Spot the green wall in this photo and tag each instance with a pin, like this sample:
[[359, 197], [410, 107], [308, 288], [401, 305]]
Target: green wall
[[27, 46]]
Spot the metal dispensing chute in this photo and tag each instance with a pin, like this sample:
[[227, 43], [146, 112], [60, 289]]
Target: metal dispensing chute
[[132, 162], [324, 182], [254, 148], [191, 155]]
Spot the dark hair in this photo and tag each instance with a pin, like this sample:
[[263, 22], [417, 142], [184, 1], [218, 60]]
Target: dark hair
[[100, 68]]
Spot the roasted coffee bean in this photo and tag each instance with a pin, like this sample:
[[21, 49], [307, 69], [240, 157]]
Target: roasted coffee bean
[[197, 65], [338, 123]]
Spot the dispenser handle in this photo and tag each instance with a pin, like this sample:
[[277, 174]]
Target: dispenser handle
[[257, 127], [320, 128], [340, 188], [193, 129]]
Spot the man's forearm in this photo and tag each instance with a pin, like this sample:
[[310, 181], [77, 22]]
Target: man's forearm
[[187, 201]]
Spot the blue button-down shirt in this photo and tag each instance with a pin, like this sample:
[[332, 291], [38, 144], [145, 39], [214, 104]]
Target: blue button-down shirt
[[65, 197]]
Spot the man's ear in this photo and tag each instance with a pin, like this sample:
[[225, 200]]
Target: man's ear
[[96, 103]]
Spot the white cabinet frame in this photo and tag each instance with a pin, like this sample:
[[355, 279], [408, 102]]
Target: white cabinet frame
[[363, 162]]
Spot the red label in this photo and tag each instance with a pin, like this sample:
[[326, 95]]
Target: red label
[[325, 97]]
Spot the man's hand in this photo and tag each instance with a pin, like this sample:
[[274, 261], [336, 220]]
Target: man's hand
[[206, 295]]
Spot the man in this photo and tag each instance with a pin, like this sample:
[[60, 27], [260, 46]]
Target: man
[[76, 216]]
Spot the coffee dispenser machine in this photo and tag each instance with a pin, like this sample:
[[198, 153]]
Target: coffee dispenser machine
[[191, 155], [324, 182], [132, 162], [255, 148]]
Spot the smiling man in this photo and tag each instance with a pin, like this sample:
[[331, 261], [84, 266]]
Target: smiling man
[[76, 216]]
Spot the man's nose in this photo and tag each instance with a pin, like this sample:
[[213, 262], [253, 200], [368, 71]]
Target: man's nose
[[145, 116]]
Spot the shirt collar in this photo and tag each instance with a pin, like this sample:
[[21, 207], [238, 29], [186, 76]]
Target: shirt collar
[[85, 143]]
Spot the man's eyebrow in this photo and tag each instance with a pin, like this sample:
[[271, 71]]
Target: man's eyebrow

+--

◆ ASSIGNMENT ◆
Word for word, repeat every line of the data.

◆ TASK ANSWER ◆
Spot the green wall in this photo and tag each instance with a pin, like this sample:
[[359, 197], [410, 107], [308, 288], [401, 305]]
Target: green wall
[[27, 46]]
Spot the metal dispensing chute in this photo and tag each instance with a pin, like this sample:
[[227, 43], [146, 112], [60, 289]]
Target: metal dispensing chute
[[132, 162], [324, 182], [254, 148], [191, 155]]
Spot the dark hair in this photo and tag each instance with a pin, like this sample:
[[263, 22], [417, 142], [184, 1], [218, 60]]
Target: dark hair
[[100, 68]]
Spot the roasted coffee bean in this photo and tag each instance with a pin, like this sample:
[[21, 49], [307, 69], [240, 157]]
Target: roasted coffee bean
[[197, 65], [338, 123]]
Spot the dispenser handle in this photo and tag each instance with a pin, like this sample:
[[277, 174]]
Target: dispenser handle
[[257, 127], [320, 128], [340, 188], [193, 129]]
Spot the man's forearm in this photo and tag each instance with a pin, like this sample:
[[310, 181], [77, 22]]
Target: man's forearm
[[187, 201]]
Spot the blue button-down shirt in this photo and tag each instance with a pin, like this sample:
[[332, 291], [38, 144], [145, 39], [214, 104]]
Target: blue button-down shirt
[[65, 197]]
Spot the man's ear in this photo and tag each instance with a pin, like this sample:
[[225, 200]]
Target: man's ear
[[96, 103]]
Spot the white cabinet frame in this photo and tag each instance with a pin, like this sample:
[[355, 279], [408, 102]]
Target: white cabinet frame
[[363, 162]]
Spot the red label in this photo and tag each instance with a pin, like this sample:
[[326, 95]]
Target: red label
[[325, 97]]
Spot the man's hand in this photo and tag each instance with a pin, like this sample:
[[274, 261], [336, 220]]
Target: man's hand
[[206, 295]]
Spot the man in this photo and tag each instance with a pin, like this sample:
[[60, 27], [260, 46]]
Target: man
[[76, 216]]
Spot the coffee dispenser machine in this photo and tag each instance with a pin, like this sample:
[[198, 153]]
Target: coffee dispenser machine
[[191, 155], [324, 182], [132, 162], [255, 148]]
Spot the smiling man in this photo and tag each instance with a pin, like this sample:
[[331, 261], [84, 266]]
Target: smiling man
[[76, 216]]
Spot the man's nose in this photo and tag each instance with a pin, like this sample:
[[213, 262], [253, 200], [368, 71]]
Target: man's nose
[[145, 116]]
Spot the shirt collar in this photo and tag each instance with a pin, like this sample:
[[21, 207], [238, 29], [186, 76]]
Target: shirt collar
[[85, 143]]
Spot the man's eyebrow in this photo and tag each instance with a pin, like this sample:
[[271, 71]]
Target: man's eyebrow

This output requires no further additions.